[AIM OF THE EXERCISE]: In the records below, find the line containing "of the watermelon". Restate it and all the lines after it exactly, and omit the rest.
─── ENTRIES PROVIDED ───
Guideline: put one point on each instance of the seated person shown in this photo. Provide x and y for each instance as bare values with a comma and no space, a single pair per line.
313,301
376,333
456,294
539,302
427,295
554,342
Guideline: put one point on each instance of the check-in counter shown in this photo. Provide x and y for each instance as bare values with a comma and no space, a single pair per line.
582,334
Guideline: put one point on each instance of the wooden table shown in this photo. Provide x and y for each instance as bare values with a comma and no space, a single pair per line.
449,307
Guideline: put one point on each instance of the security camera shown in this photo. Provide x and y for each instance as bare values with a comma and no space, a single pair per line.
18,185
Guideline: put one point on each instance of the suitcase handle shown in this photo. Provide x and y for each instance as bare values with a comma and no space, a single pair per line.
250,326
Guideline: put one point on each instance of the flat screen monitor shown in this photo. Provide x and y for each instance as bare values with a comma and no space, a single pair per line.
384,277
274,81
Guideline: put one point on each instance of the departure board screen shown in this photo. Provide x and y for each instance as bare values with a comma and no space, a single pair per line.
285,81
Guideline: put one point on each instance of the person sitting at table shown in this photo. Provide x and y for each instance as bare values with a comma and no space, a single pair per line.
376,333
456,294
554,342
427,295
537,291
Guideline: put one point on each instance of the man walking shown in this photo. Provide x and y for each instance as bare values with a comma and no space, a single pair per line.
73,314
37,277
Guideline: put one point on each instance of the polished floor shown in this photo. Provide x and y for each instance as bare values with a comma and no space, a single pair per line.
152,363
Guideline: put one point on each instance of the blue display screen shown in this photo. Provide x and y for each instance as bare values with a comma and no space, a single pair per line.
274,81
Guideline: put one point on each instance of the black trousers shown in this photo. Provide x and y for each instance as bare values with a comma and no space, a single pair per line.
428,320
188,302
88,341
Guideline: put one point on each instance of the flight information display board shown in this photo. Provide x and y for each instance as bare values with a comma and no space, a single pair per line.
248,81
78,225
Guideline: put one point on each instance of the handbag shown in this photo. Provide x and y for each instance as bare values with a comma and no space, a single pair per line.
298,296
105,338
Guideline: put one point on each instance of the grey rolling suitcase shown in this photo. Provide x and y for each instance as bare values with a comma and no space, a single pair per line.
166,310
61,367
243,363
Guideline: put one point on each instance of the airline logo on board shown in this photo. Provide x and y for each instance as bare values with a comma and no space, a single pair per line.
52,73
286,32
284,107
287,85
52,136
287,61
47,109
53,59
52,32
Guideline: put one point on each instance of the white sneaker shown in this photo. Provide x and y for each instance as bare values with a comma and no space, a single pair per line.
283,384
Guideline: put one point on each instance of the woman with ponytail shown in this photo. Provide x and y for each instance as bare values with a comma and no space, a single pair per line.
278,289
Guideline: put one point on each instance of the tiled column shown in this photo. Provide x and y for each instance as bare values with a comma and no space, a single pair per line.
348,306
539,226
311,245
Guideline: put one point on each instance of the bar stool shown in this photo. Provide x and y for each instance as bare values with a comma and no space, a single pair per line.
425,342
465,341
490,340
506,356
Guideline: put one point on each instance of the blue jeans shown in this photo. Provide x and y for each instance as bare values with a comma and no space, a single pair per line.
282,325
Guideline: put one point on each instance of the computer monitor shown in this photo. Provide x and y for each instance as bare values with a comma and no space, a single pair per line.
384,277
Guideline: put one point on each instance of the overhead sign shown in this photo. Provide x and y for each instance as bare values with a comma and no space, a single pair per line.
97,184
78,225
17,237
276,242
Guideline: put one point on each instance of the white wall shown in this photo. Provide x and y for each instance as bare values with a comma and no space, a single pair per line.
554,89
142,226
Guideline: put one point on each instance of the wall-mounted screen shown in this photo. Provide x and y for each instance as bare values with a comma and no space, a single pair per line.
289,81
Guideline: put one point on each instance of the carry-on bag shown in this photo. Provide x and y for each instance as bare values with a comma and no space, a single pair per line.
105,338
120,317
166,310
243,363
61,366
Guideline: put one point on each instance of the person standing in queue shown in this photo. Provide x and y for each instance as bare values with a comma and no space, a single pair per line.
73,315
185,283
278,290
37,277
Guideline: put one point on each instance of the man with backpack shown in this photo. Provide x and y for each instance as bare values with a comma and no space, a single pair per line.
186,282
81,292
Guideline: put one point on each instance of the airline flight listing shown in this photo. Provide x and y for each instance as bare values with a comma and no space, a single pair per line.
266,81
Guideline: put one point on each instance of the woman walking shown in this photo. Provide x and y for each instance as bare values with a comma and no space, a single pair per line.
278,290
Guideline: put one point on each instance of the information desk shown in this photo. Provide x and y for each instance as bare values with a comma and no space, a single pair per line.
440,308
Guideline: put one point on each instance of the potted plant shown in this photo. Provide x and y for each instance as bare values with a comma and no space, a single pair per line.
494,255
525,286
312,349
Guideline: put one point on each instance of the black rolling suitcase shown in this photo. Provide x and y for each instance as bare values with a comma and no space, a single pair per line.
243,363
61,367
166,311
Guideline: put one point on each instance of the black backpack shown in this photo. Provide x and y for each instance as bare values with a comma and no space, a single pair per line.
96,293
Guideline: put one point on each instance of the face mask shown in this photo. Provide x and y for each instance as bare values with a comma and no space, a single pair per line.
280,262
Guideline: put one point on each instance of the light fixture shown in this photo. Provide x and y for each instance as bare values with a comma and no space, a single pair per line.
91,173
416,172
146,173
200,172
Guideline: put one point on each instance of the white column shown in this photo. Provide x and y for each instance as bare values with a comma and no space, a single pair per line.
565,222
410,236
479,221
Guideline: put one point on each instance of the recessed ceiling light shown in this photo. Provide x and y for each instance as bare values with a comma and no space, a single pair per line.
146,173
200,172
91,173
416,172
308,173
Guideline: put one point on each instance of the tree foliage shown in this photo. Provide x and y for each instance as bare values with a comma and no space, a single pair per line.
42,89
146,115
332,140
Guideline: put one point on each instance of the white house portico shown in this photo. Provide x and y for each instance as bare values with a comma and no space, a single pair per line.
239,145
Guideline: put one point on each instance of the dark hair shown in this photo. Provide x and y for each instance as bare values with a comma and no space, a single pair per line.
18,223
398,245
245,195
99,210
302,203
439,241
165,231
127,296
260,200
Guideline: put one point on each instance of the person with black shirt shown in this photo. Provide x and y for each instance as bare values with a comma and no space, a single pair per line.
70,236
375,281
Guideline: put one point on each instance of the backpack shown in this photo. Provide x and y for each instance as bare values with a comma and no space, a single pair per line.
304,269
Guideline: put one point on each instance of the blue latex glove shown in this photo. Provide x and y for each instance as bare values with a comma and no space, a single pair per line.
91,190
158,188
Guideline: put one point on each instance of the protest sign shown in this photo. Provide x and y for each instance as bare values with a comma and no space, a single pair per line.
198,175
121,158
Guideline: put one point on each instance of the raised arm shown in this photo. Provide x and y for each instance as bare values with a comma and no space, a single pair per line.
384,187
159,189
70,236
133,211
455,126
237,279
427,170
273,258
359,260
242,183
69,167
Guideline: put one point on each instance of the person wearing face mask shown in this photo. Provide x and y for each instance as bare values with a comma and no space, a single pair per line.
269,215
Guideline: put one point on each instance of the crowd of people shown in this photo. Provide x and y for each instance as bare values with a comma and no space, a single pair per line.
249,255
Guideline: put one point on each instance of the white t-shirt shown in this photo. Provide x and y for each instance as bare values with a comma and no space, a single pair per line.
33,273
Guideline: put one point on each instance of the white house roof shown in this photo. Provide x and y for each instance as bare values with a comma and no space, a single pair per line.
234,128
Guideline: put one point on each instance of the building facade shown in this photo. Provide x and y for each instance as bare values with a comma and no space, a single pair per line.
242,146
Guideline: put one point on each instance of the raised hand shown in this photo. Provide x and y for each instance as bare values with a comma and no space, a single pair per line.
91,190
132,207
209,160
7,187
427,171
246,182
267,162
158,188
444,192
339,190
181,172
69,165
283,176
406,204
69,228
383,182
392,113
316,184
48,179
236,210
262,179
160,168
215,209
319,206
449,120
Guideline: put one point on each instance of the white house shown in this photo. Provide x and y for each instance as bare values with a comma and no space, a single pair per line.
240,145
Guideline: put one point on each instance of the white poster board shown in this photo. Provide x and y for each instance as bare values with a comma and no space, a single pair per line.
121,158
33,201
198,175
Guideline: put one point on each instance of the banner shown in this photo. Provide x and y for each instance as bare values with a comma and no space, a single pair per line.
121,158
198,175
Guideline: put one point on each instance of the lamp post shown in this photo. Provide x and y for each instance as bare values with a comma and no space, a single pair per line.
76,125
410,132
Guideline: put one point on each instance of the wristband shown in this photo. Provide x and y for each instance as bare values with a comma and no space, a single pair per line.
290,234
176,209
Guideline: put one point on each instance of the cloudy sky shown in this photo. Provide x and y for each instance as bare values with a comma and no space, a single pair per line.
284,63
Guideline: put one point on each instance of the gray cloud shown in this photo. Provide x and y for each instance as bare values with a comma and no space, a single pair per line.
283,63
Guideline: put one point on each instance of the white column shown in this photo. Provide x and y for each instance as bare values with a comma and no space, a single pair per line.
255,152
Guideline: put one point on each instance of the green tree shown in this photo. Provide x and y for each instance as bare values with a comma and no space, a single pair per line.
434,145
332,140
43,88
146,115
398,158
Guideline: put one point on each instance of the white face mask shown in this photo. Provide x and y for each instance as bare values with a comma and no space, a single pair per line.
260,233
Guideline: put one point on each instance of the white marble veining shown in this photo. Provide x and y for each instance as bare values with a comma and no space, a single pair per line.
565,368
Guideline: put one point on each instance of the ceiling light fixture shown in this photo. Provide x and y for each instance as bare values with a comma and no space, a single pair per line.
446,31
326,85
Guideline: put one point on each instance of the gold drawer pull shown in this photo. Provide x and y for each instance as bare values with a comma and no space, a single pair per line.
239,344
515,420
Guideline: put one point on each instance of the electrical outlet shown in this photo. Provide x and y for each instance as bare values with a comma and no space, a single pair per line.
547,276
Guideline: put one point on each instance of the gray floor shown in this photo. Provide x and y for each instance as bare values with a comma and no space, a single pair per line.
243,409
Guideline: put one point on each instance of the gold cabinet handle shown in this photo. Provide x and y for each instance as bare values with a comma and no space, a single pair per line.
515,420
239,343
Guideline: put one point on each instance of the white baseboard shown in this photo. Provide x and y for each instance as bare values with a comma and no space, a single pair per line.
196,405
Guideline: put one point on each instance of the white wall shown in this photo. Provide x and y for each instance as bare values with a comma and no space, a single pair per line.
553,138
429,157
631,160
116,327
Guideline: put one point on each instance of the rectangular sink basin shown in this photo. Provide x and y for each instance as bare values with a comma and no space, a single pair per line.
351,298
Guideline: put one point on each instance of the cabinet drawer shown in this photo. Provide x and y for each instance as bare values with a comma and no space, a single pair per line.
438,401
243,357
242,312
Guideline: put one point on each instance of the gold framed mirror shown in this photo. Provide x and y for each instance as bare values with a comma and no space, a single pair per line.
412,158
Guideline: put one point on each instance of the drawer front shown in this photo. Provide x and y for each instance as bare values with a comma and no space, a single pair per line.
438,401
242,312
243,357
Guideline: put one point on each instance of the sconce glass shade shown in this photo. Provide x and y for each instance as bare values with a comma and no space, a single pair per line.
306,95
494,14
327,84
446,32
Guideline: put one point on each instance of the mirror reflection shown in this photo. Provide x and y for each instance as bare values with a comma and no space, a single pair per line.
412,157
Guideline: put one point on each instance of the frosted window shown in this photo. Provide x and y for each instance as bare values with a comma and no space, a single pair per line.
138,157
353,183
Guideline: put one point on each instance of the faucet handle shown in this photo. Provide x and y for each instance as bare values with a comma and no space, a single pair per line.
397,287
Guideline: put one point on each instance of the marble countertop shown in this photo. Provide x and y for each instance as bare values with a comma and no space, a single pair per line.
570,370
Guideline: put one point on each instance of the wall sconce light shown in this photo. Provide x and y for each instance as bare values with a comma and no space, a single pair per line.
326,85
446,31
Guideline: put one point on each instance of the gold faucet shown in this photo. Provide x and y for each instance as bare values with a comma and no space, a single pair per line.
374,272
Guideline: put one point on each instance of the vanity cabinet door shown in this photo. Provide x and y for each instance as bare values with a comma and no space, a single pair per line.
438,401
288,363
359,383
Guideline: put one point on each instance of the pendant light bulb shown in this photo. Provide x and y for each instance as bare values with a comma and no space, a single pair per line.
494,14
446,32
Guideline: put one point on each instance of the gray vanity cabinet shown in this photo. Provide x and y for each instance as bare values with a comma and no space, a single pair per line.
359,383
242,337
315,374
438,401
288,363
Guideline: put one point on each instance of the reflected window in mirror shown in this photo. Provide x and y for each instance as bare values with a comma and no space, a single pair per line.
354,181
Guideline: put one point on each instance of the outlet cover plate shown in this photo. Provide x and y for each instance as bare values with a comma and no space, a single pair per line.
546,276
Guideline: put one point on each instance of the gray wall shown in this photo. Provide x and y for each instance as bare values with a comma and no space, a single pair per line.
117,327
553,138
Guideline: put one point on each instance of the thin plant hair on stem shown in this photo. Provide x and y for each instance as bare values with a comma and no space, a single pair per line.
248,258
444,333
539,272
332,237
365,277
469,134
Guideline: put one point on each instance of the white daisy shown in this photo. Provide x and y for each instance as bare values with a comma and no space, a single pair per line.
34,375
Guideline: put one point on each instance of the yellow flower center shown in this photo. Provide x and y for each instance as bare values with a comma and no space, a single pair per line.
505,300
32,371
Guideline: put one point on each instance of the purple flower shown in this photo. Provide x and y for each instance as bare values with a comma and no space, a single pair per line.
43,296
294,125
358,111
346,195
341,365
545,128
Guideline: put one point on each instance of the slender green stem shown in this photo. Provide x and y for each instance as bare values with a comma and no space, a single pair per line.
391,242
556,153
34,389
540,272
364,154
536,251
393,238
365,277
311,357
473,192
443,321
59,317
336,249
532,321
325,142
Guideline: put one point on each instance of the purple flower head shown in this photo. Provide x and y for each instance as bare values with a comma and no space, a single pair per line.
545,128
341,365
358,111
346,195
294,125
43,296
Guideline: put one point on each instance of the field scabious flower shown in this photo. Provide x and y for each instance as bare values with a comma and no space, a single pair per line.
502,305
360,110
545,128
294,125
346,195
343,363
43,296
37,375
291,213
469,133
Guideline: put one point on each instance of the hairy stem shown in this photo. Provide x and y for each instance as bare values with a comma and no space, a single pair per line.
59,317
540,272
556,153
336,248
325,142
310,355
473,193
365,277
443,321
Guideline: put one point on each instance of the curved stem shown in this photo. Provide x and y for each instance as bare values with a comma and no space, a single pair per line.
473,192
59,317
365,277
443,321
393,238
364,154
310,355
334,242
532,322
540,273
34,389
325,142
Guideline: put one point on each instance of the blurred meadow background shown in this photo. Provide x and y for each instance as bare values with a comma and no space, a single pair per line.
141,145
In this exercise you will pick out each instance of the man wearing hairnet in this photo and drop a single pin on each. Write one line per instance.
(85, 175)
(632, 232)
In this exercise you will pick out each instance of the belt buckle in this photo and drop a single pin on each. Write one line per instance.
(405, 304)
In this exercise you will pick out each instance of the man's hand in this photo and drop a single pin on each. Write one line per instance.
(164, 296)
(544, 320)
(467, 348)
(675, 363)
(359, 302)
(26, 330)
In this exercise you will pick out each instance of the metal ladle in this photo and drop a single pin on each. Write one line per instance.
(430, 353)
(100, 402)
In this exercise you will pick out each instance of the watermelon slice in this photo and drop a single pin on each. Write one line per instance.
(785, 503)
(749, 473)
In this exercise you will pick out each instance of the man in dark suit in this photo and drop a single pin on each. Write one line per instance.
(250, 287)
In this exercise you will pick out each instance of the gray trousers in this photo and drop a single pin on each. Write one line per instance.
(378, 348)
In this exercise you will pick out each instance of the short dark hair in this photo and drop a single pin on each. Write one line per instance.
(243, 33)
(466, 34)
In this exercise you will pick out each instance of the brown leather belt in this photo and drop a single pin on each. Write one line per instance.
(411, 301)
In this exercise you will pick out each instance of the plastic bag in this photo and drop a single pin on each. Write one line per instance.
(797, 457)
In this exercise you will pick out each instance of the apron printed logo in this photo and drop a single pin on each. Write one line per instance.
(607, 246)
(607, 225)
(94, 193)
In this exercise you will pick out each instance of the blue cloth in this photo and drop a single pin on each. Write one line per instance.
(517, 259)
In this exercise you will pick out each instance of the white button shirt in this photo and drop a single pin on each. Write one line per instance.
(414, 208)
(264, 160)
───
[WRITTEN SOLUTION]:
In this exercise you will pick out each instance of the watermelon slice in this photo and drop a single pin on each. Write one line per instance.
(785, 503)
(749, 473)
In this exercise you will pick out each instance of the man in dark suit in this photo and drop a single pin on each. Write one line per instance.
(250, 287)
In this exercise you will pick out each instance of the gray trousers in this photo and drop a single pin on each. Write one line per instance.
(378, 348)
In this exercise you will pick out each instance of the short dark hair in this photo and drop a single pin on each. Write one line per instance.
(243, 33)
(466, 34)
In this exercise you will pick out each instance of the brown leather belt in this photo and drop a single pin on each. Write one line per instance.
(411, 301)
In this exercise you will pick out each instance of the plastic bag in this photo and drop a single pin on each. Write one line per instance.
(797, 457)
In this exercise you will pick out each instance of the apron printed logo in this photo and drop a single pin on each. Write one line per instance.
(607, 246)
(607, 225)
(94, 193)
In this exercise you will pick out each instance of the blue cloth in this photo and drop a single pin on each. Write one line per instance.
(517, 259)
In this exercise you will pick out each instance of the white button shirt in this photo and drop a single pin on each. Write one line per instance.
(414, 208)
(264, 160)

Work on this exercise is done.